§ **Exercise objective**: Copy the data below line for line, without changing anything.

*****

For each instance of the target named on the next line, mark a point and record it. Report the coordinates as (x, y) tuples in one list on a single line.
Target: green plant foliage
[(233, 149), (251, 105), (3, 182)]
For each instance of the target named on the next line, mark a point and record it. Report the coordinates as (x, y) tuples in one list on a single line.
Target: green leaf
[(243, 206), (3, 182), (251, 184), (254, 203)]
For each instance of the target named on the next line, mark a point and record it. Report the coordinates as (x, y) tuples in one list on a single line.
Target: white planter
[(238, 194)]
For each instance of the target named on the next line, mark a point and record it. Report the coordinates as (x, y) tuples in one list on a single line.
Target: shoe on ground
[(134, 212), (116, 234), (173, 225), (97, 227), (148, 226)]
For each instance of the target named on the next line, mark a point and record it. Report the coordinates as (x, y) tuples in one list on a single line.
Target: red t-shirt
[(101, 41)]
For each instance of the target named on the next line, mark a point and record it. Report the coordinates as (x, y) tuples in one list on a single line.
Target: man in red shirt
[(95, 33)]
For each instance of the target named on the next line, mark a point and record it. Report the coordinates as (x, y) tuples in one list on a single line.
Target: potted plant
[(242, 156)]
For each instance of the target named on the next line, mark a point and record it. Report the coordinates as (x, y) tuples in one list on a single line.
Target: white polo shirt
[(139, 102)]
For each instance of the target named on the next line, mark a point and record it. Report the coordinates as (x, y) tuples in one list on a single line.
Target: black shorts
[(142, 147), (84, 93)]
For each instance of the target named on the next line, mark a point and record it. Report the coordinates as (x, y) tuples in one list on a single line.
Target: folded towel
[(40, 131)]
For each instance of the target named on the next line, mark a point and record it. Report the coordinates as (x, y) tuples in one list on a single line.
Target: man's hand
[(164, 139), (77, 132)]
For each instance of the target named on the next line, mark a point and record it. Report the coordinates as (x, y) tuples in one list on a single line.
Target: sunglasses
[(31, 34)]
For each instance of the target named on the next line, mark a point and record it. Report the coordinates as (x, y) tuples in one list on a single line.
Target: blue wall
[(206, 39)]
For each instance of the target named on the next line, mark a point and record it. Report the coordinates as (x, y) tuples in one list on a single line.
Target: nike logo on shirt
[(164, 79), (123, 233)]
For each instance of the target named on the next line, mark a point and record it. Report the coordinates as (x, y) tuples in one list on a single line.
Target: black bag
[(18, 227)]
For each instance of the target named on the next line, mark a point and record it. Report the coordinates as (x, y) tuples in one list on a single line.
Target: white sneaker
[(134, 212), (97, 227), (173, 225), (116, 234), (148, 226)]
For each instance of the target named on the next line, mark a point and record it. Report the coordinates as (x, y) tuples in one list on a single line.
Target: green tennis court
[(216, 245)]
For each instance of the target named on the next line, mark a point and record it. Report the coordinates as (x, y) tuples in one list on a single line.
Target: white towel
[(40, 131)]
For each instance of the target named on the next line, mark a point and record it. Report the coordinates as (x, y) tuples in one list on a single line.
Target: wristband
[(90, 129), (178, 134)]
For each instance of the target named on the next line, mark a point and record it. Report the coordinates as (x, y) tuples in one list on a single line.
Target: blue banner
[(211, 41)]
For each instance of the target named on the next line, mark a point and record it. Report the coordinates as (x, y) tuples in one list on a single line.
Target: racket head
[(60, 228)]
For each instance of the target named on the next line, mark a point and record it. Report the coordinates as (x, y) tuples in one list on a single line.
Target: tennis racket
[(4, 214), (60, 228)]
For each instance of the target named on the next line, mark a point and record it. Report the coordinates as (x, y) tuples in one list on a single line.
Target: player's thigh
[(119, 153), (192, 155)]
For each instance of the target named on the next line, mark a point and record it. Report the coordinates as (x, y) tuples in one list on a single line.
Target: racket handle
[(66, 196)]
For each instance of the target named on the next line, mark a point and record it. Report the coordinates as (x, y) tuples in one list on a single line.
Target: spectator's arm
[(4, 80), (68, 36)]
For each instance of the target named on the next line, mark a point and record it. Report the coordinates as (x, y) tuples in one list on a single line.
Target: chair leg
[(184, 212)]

*****

§ **Reply**:
For each instance of the target named on the next line, mark a point and record it. Report the coordinates as (x, y) tuples in one list on a single line.
Target: green plant foliage
[(233, 149), (251, 105), (3, 182)]
For each instance of the target named on the next line, mark a point and record it. Report the coordinates as (x, y) tuples in one list on a single line.
Target: green leaf
[(243, 206), (3, 182), (251, 184), (254, 203)]
For each instance of the target named on the next line, mark a point and record it. Report the coordinates as (x, y) tuples in one list on a single line.
Target: white planter
[(238, 194)]
For each instance of the target named on the next line, mark a point and record it. Report the coordinates as (x, y) tuples in one list on a single line.
Target: shoe on ground
[(134, 212), (116, 234), (173, 225), (97, 227), (148, 226)]
For each instance of the target named on the next line, mark a point and record it. Report the coordinates as (x, y) tuples in one list on a single line.
Target: red t-shirt
[(101, 41)]
For each instance of the target named on the next line, mark a point and record it. Report the coordinates as (x, y) tuples in one list on a single line.
Target: man in red shirt
[(95, 33)]
For each instance of the target named on the next line, mark a point and record it. Report the coordinates as (x, y) tuples in one list on a single line.
Target: potted plant
[(242, 156)]
For each instance of the target named on the next line, mark a point and record it. Report the coordinates as (x, y) tuples in one list on a single line.
Target: white polo shirt
[(139, 102)]
For each instance of the target named on the next line, mark a point and record it. Report the coordinates as (x, y) tuples in one list on a single line.
Target: black shorts
[(142, 147), (84, 93)]
For each instance of the target named on the next line, mark a point and record it. Report the coordinates as (x, y) tuples in one list on a single line.
Target: folded towel
[(40, 131)]
For each instance of the target named on the next line, mark a point and record it. Report the coordinates as (x, y) tuples in one list on a single line.
Target: man's hand
[(164, 139), (77, 132)]
For each instance of the target named on the next line, mark a point and record it. Report the coordinates as (x, y) tuples in one list on a single line.
Target: sunglasses
[(31, 34)]
For each instance of the target named on the next line, mark a point and record it. Report the coordinates as (x, y) tuples in one list on a single line.
Target: blue wall
[(206, 39)]
For each instance of the target named on the next line, mark a point and record it. Report the coordinates as (x, y) tuples in one list on a single line.
Target: nike logo on shirt
[(164, 79), (123, 233)]
For each instance of the target named on the next line, mark a point and record it. Report the coordinates as (x, y) tuples in one list on a single line.
Target: black bag
[(18, 227)]
For each instance of the target named on the next line, mark a point and record it. Report the coordinates as (x, y) tuples in one list on a single line.
Target: white sneaker
[(134, 212), (97, 227), (173, 225), (116, 234), (148, 226)]
For each instance of the target named on the next line, mark a point and record it. Report the coordinates as (x, y) tuples in one list on a single line.
Target: green tennis court
[(216, 245)]
For each instance of the target named on the next line, mark a point and record it. Report the coordinates as (x, y) tuples in one list on a single line.
Target: white towel
[(40, 131)]
For each instance of the target named on the next line, mark a point and record it. Report the coordinates as (x, y) tuples in one list on a single line.
Target: wristband
[(90, 129), (178, 134)]
For each instance of the target named on the next line, mark a point and record it. Report the coordinates as (x, y) tuples in one list on a single line.
Target: blue banner
[(211, 41)]
For each instance of the target named on the next line, mark a point and record it. Report the coordinates as (x, y) tuples in one list on a single line.
Target: racket head
[(60, 228)]
For each instance of the target named on the next line, mark a point and record it. Report the coordinates as (x, y) tuples in one list on a single line.
Target: tennis racket
[(4, 214), (60, 228)]
For each instance of the target named on the next line, mark a point and record it. Report the coordinates as (x, y) tuples in one list on a single line.
Target: player's thigh
[(119, 153), (192, 155)]
For each instance of the target named on the next line, mark a point and record it. Report the coordinates as (x, y) tuples in one list on a single line.
Target: racket handle
[(66, 196)]
For each instance of the target named on the next line, mark a point and record it. Report the coordinates as (x, y) tuples in one list on a single line.
Target: spectator's arm
[(4, 80), (68, 36)]
For each instance of the target named on the next line, mark a point and record it. Report the coordinates as (x, y) tuples in one list on a single line.
Target: chair leg
[(184, 212)]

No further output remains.